* PROBLEM TO SOLVE:
Quote the listing below in full and exactly as written, but omit every picture.

—————

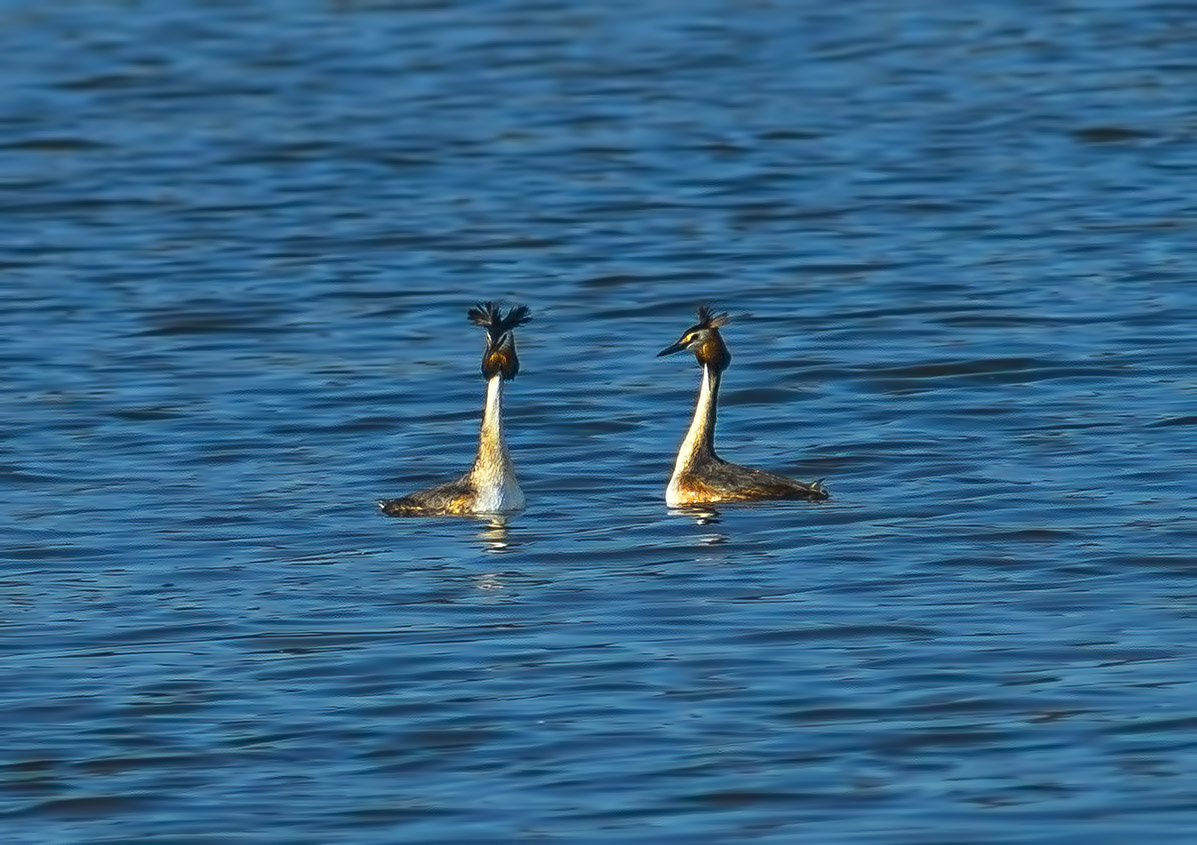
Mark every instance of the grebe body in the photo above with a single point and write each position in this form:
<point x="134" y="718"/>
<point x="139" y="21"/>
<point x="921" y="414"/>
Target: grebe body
<point x="700" y="475"/>
<point x="490" y="485"/>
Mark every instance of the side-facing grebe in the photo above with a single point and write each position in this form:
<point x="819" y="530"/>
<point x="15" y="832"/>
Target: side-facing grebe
<point x="490" y="486"/>
<point x="700" y="475"/>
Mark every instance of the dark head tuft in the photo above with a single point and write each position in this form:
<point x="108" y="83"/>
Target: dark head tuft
<point x="708" y="320"/>
<point x="704" y="340"/>
<point x="500" y="356"/>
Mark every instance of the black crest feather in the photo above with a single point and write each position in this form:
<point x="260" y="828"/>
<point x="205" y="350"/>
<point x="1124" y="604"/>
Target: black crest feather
<point x="491" y="317"/>
<point x="709" y="320"/>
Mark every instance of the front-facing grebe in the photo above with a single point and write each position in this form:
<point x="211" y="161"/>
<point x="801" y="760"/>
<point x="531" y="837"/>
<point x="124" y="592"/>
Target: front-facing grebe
<point x="490" y="485"/>
<point x="699" y="474"/>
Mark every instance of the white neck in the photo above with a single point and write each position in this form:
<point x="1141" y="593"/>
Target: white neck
<point x="700" y="438"/>
<point x="493" y="474"/>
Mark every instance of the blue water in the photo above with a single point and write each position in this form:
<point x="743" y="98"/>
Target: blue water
<point x="237" y="242"/>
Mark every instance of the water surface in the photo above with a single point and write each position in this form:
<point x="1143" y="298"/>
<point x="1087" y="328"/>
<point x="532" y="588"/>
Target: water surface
<point x="238" y="244"/>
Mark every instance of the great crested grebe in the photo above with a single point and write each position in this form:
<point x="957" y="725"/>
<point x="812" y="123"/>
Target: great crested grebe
<point x="700" y="475"/>
<point x="490" y="486"/>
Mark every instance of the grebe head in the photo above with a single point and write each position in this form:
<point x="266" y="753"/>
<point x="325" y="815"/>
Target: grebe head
<point x="704" y="340"/>
<point x="499" y="357"/>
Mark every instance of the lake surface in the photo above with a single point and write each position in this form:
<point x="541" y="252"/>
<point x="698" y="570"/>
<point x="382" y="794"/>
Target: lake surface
<point x="238" y="243"/>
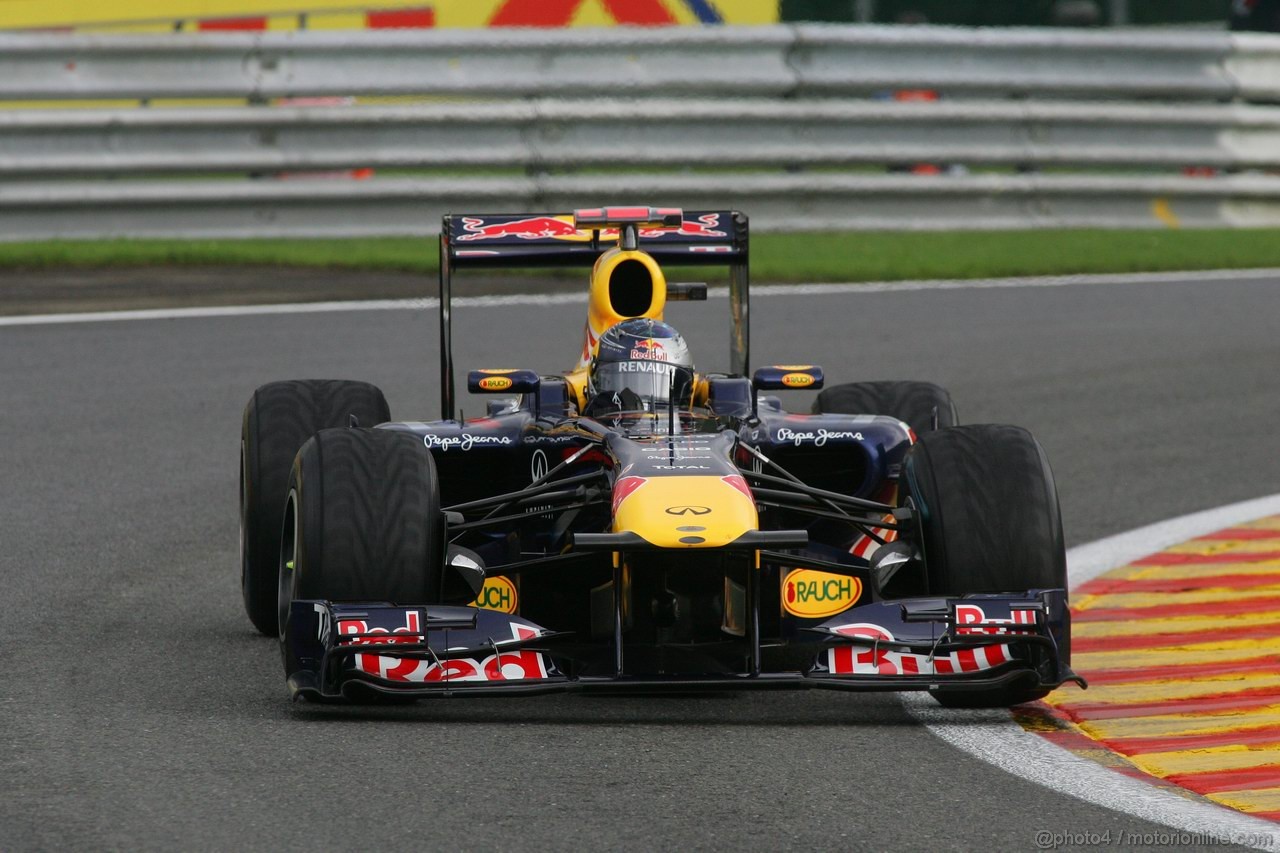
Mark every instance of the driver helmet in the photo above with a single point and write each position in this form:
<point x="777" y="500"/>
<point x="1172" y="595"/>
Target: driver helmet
<point x="645" y="359"/>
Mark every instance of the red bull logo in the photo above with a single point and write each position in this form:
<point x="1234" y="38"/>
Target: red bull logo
<point x="649" y="349"/>
<point x="530" y="228"/>
<point x="562" y="228"/>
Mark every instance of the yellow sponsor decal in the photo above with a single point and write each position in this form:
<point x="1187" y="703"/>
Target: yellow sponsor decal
<point x="498" y="593"/>
<point x="798" y="381"/>
<point x="814" y="594"/>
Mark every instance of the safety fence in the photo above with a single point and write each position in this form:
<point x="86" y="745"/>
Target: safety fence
<point x="800" y="126"/>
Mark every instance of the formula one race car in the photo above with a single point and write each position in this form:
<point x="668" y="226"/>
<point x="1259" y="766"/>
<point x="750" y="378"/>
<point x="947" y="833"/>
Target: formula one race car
<point x="634" y="524"/>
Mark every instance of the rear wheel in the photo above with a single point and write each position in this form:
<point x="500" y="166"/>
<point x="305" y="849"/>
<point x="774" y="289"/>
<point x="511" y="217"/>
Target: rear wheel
<point x="362" y="521"/>
<point x="912" y="402"/>
<point x="278" y="419"/>
<point x="990" y="521"/>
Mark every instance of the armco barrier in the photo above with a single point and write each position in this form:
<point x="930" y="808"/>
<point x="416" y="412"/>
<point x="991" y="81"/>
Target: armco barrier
<point x="648" y="132"/>
<point x="794" y="60"/>
<point x="794" y="121"/>
<point x="412" y="206"/>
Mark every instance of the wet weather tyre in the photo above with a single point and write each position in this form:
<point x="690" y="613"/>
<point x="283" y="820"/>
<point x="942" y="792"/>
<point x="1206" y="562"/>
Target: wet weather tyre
<point x="912" y="402"/>
<point x="362" y="521"/>
<point x="990" y="523"/>
<point x="278" y="419"/>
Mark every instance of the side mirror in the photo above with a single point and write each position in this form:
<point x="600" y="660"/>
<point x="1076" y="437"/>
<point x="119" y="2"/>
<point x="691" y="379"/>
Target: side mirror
<point x="686" y="291"/>
<point x="787" y="377"/>
<point x="464" y="575"/>
<point x="502" y="382"/>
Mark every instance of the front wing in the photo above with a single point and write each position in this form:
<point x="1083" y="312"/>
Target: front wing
<point x="938" y="644"/>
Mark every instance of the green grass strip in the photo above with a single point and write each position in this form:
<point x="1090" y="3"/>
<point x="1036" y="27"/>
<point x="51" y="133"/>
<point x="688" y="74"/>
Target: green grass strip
<point x="849" y="256"/>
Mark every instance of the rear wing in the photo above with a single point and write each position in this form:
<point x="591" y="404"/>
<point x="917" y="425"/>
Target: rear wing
<point x="700" y="238"/>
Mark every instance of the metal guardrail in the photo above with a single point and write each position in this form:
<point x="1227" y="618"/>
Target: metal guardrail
<point x="412" y="206"/>
<point x="778" y="114"/>
<point x="652" y="133"/>
<point x="791" y="60"/>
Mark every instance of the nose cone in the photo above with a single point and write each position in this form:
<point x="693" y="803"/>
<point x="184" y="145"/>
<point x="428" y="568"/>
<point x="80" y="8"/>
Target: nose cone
<point x="676" y="511"/>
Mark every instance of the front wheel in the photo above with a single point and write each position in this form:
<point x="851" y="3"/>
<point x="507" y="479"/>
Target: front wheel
<point x="991" y="523"/>
<point x="362" y="521"/>
<point x="278" y="418"/>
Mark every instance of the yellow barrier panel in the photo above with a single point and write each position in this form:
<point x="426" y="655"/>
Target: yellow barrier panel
<point x="165" y="16"/>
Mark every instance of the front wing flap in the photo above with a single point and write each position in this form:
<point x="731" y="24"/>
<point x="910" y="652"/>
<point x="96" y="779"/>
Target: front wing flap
<point x="967" y="643"/>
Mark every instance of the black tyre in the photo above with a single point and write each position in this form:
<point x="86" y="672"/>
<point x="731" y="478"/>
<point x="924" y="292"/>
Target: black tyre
<point x="278" y="419"/>
<point x="362" y="521"/>
<point x="990" y="521"/>
<point x="912" y="402"/>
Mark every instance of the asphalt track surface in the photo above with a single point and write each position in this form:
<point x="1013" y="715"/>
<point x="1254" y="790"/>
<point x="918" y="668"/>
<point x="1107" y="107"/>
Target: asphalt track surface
<point x="140" y="711"/>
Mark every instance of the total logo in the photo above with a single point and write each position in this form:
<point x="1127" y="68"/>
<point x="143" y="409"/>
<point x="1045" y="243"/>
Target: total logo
<point x="498" y="593"/>
<point x="649" y="349"/>
<point x="814" y="594"/>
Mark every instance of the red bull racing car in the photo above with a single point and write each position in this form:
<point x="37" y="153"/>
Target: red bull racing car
<point x="635" y="524"/>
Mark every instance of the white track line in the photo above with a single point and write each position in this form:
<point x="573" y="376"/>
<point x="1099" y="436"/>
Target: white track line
<point x="995" y="738"/>
<point x="568" y="299"/>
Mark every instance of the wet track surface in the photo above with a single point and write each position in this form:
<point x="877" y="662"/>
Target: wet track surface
<point x="140" y="710"/>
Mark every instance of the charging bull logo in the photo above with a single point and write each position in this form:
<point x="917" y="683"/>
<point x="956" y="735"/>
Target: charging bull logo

—————

* OUTPUT FOR THIS EXERCISE:
Mark every instance of the grebe body in the photo above with a single point and write each position in this form:
<point x="134" y="718"/>
<point x="139" y="21"/>
<point x="921" y="414"/>
Target: grebe body
<point x="700" y="475"/>
<point x="490" y="485"/>
Mark every instance of the side-facing grebe in the photo above with a single point and write each position in this form:
<point x="819" y="530"/>
<point x="15" y="832"/>
Target: side-facing grebe
<point x="490" y="486"/>
<point x="700" y="475"/>
Mark every instance of the dark head tuft in the photo above with a single point and write each position in this form:
<point x="108" y="83"/>
Target: dark head tuft
<point x="708" y="320"/>
<point x="704" y="340"/>
<point x="500" y="356"/>
Mark every instance of the black crest feather in the photo above with a single point and write each position in this form:
<point x="260" y="828"/>
<point x="205" y="350"/>
<point x="1124" y="604"/>
Target: black crest feather
<point x="491" y="317"/>
<point x="709" y="320"/>
Mark every instance of the front-facing grebe in the photo above with a single point and write each position in this form:
<point x="211" y="161"/>
<point x="801" y="760"/>
<point x="531" y="837"/>
<point x="124" y="592"/>
Target: front-facing grebe
<point x="490" y="485"/>
<point x="699" y="474"/>
Mark every instance of the white neck in the photo above with a single point and write each position in this form:
<point x="1141" y="593"/>
Target: white neck
<point x="700" y="438"/>
<point x="493" y="474"/>
Mark every instance of the blue water in the photo above with a single point and write each position in this form:
<point x="743" y="98"/>
Target: blue water
<point x="237" y="242"/>
Mark every instance of the water surface in the photo above with a single point and write each position in this form:
<point x="1143" y="298"/>
<point x="1087" y="328"/>
<point x="532" y="588"/>
Target: water surface
<point x="238" y="244"/>
Mark every instance of the great crested grebe in the photo above with a single point and write each position in this form:
<point x="957" y="725"/>
<point x="812" y="123"/>
Target: great crested grebe
<point x="700" y="475"/>
<point x="490" y="486"/>
Mark every instance of the grebe head in the photo above with a single point and write each position in this form:
<point x="266" y="753"/>
<point x="325" y="815"/>
Target: grebe head
<point x="704" y="340"/>
<point x="499" y="357"/>
Mark every instance of the lake surface in the photo above with a single point and write each position in this form:
<point x="541" y="252"/>
<point x="698" y="570"/>
<point x="382" y="794"/>
Target: lake surface
<point x="238" y="243"/>
Mark every instance of the driver helmet in the photo above with a single point and write each position in this form:
<point x="777" y="500"/>
<point x="1172" y="595"/>
Target: driver helmet
<point x="645" y="359"/>
Mark every instance of the red bull logo in the photo above with a single point and write each position in this form:
<point x="1234" y="38"/>
Target: red bull logo
<point x="649" y="349"/>
<point x="530" y="228"/>
<point x="562" y="228"/>
Mark every instance of the yellow sponsor decal in the photo above with a single point and write each position in this form:
<point x="1187" y="703"/>
Target: yellow sponsor decal
<point x="498" y="593"/>
<point x="798" y="381"/>
<point x="814" y="594"/>
Mark every instance of the safety fence in the photo above with a single point and write each position in this form:
<point x="86" y="745"/>
Target: safety fence
<point x="800" y="126"/>
Mark every instance of the formula one race car in the photo above with a single point and write each position in this form:
<point x="668" y="226"/>
<point x="1259" y="766"/>
<point x="750" y="378"/>
<point x="947" y="833"/>
Target: formula one race car
<point x="634" y="524"/>
Mark every instance of the rear wheel in the photo above with a single point and write each position in this form:
<point x="500" y="166"/>
<point x="305" y="849"/>
<point x="774" y="289"/>
<point x="511" y="217"/>
Target: rear wheel
<point x="362" y="521"/>
<point x="912" y="402"/>
<point x="278" y="419"/>
<point x="990" y="521"/>
Mark every instance of the armco barrier in the photo above with a single point and write each position in this form:
<point x="930" y="808"/>
<point x="416" y="412"/>
<point x="991" y="81"/>
Target: armco barrier
<point x="648" y="132"/>
<point x="794" y="60"/>
<point x="794" y="121"/>
<point x="412" y="206"/>
Mark every instance of the wet weather tyre in the photo above with a single point and write each position in this form:
<point x="690" y="613"/>
<point x="283" y="820"/>
<point x="942" y="792"/>
<point x="1206" y="562"/>
Target: wet weather tyre
<point x="912" y="402"/>
<point x="362" y="521"/>
<point x="990" y="523"/>
<point x="278" y="419"/>
Mark every instance of the side mirror in the photo above with a single point and write each position in this form:
<point x="600" y="660"/>
<point x="1076" y="437"/>
<point x="119" y="2"/>
<point x="691" y="379"/>
Target: side mirror
<point x="686" y="291"/>
<point x="787" y="377"/>
<point x="464" y="575"/>
<point x="502" y="382"/>
Mark every instance of the front wing in the photo above with a single point and write each position in this form:
<point x="1083" y="312"/>
Target: front wing
<point x="938" y="644"/>
Mark every instance of the green grass strip in the photo above with a single point and write each position in this form:
<point x="1090" y="3"/>
<point x="1036" y="27"/>
<point x="51" y="133"/>
<point x="688" y="74"/>
Target: green grass strip
<point x="849" y="256"/>
Mark every instance of the rear wing in the photo above with a single point and write each position in this form:
<point x="591" y="404"/>
<point x="917" y="425"/>
Target: rear wing
<point x="700" y="238"/>
Mark every instance of the metal guardrail in the photo above with a single point and write each position in this form:
<point x="1227" y="618"/>
Target: metal guardrail
<point x="412" y="206"/>
<point x="778" y="114"/>
<point x="652" y="133"/>
<point x="791" y="60"/>
Mark every instance of the nose cone in the photo above with a single point and write each position in this form:
<point x="693" y="803"/>
<point x="184" y="145"/>
<point x="428" y="568"/>
<point x="80" y="8"/>
Target: nose cone
<point x="676" y="511"/>
Mark every instance of the front wheel in the photo above with a single point and write each position in this form:
<point x="851" y="3"/>
<point x="507" y="479"/>
Target: front wheel
<point x="991" y="523"/>
<point x="362" y="521"/>
<point x="278" y="418"/>
Mark every instance of the yellow barrier panel in the photo above with a single point and write each position in this form:
<point x="426" y="655"/>
Target: yellow barrier panel
<point x="165" y="16"/>
Mark every instance of the front wing flap in the photo above with a single point and write each position in this form:
<point x="731" y="24"/>
<point x="910" y="652"/>
<point x="96" y="779"/>
Target: front wing flap
<point x="967" y="643"/>
Mark every instance of the black tyre in the photo above with a single point and write each position in this form:
<point x="86" y="672"/>
<point x="731" y="478"/>
<point x="924" y="292"/>
Target: black tyre
<point x="278" y="419"/>
<point x="362" y="521"/>
<point x="990" y="521"/>
<point x="912" y="402"/>
Mark every instance of the asphalt track surface in the photo above with a single point and write each position in this form:
<point x="1013" y="715"/>
<point x="1254" y="790"/>
<point x="918" y="668"/>
<point x="1107" y="107"/>
Target: asphalt track surface
<point x="140" y="711"/>
Mark every instance of the total logo in the photo above with a single point and write each position in this form:
<point x="1127" y="68"/>
<point x="143" y="409"/>
<point x="1045" y="243"/>
Target: total logo
<point x="498" y="593"/>
<point x="649" y="349"/>
<point x="814" y="594"/>
Mark every instance of the red bull racing car in the photo above with a single point and write each position in this form:
<point x="37" y="153"/>
Target: red bull racing car
<point x="635" y="524"/>
Mark every instance of the white track line in the photo above with a single point and write each position in this form:
<point x="573" y="376"/>
<point x="1099" y="436"/>
Target: white track line
<point x="995" y="738"/>
<point x="568" y="299"/>
Mark every instance of the wet track surface in the photo above with a single point and write each position in this form:
<point x="877" y="662"/>
Target: wet track surface
<point x="140" y="710"/>
Mark every instance of the charging bull logo in the photo above with a single point and write each position in this form:
<point x="917" y="683"/>
<point x="956" y="735"/>
Target: charging bull logo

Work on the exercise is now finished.